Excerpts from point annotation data
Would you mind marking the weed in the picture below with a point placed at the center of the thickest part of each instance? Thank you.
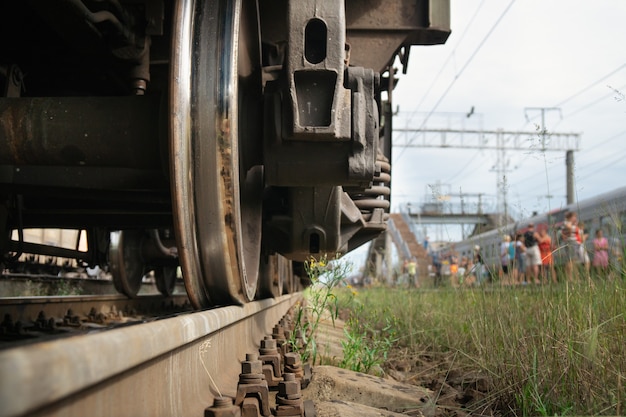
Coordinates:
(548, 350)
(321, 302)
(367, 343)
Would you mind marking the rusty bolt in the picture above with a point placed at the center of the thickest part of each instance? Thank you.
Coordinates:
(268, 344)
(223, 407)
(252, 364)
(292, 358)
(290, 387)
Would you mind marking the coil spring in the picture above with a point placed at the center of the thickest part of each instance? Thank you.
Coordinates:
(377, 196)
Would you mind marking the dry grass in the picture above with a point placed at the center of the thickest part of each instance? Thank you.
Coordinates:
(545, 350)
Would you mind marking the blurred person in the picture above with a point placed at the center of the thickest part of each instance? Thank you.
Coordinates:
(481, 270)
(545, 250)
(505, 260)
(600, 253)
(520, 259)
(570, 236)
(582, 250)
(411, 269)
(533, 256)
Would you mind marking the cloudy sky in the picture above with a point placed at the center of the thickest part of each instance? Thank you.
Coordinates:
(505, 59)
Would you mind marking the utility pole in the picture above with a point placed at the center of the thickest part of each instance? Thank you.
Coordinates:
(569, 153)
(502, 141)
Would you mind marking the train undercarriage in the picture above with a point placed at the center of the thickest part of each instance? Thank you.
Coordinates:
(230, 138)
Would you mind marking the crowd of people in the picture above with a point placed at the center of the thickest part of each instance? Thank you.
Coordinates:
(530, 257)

---

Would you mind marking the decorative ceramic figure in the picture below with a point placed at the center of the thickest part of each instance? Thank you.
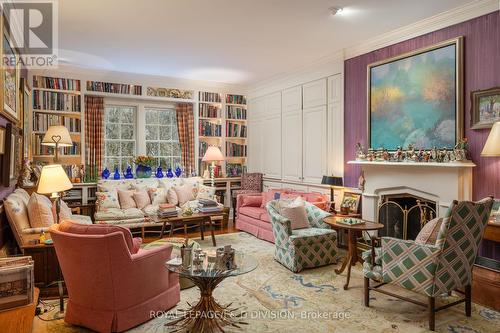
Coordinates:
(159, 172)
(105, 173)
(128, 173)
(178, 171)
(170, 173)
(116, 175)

GIVEN INSTRUCTION:
Return each line of the records above that includes the word "below". Case matters.

FINAL ANSWER:
Would you mind marking the weed in the picture below with a point placed at the center of the thickest part of each instance? Thank you.
Would you mind marking the decorative ceramic figure in the picture below with a point placed at the center of the thickest part of each instance? Thank you.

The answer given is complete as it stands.